• Records provided:

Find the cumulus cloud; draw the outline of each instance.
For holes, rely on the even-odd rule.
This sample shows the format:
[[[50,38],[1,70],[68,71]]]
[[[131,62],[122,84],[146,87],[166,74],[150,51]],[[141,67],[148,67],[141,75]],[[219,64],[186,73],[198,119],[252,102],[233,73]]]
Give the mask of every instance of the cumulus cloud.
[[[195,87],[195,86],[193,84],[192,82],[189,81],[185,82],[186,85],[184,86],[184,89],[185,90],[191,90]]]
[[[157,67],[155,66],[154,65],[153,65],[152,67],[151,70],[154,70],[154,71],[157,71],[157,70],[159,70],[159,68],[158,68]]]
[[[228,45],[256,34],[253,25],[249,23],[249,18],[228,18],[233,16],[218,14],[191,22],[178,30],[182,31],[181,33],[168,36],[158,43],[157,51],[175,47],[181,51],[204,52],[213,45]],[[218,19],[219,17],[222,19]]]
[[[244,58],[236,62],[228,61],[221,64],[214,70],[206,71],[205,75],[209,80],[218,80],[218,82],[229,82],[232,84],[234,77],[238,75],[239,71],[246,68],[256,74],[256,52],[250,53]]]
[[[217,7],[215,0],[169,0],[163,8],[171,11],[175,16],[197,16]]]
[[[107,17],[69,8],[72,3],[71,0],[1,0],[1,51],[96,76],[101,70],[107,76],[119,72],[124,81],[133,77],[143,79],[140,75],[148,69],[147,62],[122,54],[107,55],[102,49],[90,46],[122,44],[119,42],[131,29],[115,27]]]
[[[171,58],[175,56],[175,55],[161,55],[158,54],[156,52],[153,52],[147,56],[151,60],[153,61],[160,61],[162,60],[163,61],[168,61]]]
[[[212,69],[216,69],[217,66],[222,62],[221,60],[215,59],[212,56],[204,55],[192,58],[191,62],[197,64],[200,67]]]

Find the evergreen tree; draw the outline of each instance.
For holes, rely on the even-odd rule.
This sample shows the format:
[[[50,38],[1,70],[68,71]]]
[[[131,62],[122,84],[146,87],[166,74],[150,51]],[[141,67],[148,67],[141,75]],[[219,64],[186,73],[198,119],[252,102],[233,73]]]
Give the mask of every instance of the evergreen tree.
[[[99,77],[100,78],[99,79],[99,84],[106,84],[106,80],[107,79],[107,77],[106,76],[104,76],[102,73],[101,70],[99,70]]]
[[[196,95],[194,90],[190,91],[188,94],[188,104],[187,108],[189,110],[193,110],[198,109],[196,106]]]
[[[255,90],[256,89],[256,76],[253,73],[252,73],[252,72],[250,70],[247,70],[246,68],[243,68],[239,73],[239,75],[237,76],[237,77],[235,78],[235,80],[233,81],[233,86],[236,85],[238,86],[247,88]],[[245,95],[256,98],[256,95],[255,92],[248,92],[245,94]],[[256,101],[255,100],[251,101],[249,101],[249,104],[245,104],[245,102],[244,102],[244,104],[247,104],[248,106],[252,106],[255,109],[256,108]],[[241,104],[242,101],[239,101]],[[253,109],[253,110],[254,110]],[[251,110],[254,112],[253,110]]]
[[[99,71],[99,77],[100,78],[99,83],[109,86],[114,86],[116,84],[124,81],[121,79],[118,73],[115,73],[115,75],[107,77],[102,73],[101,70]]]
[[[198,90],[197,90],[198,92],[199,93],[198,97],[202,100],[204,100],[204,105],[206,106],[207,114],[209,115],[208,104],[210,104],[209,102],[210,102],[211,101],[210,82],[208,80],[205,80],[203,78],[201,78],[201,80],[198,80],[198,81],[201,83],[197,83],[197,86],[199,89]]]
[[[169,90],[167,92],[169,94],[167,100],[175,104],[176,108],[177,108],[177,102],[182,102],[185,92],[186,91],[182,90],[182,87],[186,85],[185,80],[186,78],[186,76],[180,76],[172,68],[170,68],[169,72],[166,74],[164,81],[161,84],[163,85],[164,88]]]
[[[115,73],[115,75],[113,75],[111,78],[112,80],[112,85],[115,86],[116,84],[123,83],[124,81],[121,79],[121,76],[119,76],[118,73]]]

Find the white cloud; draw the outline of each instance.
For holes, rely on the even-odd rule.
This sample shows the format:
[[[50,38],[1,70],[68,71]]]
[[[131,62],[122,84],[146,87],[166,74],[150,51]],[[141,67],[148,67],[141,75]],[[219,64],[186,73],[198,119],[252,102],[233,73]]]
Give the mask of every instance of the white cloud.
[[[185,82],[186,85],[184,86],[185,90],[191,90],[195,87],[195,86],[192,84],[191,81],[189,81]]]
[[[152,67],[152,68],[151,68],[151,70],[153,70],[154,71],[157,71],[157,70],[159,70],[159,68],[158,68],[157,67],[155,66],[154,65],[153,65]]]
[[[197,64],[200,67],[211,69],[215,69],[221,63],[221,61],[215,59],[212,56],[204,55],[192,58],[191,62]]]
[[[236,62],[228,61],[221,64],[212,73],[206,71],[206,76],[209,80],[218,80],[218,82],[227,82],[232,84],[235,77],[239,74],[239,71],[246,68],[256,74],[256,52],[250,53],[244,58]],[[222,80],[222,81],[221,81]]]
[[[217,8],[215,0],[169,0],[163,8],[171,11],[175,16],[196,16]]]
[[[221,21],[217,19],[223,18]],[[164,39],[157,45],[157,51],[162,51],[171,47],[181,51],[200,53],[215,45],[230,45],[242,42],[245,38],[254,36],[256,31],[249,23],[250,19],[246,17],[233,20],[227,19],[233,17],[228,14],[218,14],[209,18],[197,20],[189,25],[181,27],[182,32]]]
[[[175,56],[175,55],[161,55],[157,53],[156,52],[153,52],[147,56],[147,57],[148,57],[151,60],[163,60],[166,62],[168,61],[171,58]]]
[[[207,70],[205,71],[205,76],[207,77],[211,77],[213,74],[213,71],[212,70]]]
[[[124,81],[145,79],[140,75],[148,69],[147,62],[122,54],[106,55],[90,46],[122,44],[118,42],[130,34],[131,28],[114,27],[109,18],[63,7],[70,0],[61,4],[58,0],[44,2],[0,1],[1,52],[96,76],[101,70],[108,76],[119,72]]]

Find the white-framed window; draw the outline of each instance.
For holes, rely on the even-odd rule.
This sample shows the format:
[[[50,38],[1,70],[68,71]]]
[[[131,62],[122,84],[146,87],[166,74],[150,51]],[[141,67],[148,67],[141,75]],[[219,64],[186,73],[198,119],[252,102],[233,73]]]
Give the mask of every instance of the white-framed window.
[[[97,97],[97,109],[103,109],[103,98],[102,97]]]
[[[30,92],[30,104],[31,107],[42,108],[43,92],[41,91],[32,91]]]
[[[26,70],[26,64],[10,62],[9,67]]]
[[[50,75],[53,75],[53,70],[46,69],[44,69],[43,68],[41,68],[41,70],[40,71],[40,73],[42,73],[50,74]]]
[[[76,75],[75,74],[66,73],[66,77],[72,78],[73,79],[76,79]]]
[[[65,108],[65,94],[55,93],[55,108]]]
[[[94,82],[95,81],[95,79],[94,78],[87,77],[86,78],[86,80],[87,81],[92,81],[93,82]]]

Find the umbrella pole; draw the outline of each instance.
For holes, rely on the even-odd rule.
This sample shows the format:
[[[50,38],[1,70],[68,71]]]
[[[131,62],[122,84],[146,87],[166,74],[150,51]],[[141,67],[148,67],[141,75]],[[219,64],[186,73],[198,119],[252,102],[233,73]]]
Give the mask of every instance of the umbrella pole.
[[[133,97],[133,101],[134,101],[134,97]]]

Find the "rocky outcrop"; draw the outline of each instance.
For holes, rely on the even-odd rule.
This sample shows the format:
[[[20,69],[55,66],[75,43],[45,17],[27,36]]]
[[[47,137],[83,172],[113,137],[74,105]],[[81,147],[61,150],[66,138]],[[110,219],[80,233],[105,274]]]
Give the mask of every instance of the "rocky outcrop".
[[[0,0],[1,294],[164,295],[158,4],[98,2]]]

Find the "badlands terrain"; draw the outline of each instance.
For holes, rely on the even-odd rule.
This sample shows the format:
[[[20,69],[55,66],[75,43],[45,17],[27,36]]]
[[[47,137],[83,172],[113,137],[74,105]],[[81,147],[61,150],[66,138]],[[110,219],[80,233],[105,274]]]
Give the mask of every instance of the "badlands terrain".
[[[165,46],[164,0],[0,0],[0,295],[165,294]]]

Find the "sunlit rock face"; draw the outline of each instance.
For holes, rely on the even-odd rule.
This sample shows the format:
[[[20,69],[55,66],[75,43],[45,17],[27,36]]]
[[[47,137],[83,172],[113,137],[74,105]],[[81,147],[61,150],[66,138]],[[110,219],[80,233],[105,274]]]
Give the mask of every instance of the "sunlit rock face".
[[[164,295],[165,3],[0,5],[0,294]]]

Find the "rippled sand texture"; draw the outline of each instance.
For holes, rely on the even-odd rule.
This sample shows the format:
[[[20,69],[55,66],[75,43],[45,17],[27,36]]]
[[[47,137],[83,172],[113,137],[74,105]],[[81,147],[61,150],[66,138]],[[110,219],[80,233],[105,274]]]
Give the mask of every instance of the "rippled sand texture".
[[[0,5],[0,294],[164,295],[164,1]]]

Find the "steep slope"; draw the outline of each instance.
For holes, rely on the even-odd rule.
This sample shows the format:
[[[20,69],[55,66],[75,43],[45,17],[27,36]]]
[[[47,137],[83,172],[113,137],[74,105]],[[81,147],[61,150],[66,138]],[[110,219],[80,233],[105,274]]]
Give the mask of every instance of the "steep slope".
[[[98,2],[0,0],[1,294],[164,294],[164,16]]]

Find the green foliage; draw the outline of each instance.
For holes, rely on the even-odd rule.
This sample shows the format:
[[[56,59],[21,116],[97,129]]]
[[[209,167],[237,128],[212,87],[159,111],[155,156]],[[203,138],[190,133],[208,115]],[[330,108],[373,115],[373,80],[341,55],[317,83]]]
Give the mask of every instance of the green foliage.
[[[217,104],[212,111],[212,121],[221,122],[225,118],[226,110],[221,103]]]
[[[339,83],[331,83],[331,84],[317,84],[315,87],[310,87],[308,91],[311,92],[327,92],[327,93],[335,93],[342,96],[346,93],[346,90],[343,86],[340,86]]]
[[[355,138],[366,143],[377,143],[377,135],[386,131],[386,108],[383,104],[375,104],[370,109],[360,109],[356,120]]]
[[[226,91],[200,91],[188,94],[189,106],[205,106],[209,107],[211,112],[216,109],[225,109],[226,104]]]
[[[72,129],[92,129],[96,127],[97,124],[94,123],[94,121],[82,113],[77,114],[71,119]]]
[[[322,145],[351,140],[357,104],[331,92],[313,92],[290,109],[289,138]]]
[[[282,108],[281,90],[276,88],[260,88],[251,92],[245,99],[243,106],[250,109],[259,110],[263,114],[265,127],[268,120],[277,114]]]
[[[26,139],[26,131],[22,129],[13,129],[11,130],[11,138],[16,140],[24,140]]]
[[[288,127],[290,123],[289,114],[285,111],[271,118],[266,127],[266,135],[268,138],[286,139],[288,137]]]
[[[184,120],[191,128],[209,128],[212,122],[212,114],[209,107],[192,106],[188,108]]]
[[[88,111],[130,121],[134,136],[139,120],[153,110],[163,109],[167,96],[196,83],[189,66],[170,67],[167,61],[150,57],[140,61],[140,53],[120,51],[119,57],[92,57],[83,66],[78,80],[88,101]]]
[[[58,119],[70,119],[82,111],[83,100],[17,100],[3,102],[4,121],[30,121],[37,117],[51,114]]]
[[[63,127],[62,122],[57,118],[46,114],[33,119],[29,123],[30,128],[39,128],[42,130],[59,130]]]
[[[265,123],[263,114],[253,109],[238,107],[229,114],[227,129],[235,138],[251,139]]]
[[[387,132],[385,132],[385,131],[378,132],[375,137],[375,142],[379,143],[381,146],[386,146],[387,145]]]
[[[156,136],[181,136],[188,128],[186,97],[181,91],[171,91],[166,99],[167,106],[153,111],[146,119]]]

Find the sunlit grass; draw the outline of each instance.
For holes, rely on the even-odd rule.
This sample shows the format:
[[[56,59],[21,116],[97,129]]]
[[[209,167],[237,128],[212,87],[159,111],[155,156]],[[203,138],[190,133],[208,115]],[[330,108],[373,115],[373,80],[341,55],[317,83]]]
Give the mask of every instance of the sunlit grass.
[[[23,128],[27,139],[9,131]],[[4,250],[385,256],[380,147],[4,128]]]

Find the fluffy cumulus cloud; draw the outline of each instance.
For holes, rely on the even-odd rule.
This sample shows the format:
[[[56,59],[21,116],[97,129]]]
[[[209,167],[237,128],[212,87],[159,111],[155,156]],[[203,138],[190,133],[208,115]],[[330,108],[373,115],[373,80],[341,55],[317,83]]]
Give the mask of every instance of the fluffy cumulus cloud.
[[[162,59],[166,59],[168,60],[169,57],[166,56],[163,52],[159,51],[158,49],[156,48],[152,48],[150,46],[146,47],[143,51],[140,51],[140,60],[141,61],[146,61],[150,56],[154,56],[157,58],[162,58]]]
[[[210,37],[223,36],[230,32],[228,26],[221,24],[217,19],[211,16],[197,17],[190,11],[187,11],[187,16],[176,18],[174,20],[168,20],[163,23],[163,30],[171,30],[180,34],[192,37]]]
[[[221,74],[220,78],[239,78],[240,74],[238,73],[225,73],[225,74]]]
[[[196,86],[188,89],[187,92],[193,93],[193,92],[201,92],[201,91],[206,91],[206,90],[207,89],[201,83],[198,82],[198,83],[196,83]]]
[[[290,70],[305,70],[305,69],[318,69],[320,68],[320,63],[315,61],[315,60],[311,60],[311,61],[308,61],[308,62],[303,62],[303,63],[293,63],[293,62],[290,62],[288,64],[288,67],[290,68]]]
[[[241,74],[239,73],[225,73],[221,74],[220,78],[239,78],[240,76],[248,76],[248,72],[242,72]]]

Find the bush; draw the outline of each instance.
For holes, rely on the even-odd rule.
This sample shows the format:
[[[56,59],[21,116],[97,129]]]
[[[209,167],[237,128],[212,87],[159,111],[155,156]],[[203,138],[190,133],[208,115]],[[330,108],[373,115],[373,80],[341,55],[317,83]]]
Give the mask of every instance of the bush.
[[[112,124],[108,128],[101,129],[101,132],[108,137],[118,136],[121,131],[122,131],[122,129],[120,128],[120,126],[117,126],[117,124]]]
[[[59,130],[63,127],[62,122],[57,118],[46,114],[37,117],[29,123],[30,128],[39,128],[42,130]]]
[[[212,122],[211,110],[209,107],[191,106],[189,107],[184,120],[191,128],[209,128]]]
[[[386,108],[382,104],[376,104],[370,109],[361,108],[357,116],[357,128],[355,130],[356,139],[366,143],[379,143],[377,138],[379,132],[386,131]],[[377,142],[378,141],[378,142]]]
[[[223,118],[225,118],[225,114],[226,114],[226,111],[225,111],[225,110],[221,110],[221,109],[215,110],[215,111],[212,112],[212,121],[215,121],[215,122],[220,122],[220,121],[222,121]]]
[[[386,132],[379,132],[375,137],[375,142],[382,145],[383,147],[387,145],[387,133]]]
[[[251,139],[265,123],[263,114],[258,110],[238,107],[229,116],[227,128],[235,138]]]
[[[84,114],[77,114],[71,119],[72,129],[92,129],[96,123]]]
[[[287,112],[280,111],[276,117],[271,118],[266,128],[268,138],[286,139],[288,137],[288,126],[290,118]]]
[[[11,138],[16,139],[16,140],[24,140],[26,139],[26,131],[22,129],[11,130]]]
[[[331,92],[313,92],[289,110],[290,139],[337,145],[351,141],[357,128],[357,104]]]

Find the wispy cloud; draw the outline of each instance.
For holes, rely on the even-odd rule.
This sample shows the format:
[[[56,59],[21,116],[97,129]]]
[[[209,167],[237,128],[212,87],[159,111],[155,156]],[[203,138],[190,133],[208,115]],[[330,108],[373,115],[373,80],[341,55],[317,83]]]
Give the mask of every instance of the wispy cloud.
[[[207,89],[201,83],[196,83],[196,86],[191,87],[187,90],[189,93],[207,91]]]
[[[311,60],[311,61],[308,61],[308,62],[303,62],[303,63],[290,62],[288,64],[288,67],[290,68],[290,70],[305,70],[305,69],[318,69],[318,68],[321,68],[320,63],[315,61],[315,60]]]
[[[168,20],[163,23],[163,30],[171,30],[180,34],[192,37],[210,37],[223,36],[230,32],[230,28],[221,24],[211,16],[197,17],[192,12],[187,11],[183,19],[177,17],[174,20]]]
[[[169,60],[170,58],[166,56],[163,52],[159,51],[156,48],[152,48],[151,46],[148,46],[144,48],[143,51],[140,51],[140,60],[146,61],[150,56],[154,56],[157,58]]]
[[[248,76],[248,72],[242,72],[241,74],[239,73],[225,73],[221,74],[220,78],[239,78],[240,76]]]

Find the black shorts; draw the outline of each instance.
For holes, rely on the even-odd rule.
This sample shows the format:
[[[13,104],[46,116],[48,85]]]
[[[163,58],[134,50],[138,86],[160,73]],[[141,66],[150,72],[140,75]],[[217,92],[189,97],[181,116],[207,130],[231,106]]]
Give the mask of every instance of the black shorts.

• What you should do:
Return, word for word, every line from the line with "Find the black" to the final line of the data.

• Output:
Find the black shorts; draw the outline of each instance.
For holes, rely on the even-odd rule.
This sample shows the format:
[[[13,104],[46,116],[48,85]]]
[[[163,58],[134,50],[138,86],[160,73]],[[141,66],[150,72],[140,75]],[[217,92],[189,97],[181,116],[207,130],[231,106]]]
Give the mask of every instance of the black shorts.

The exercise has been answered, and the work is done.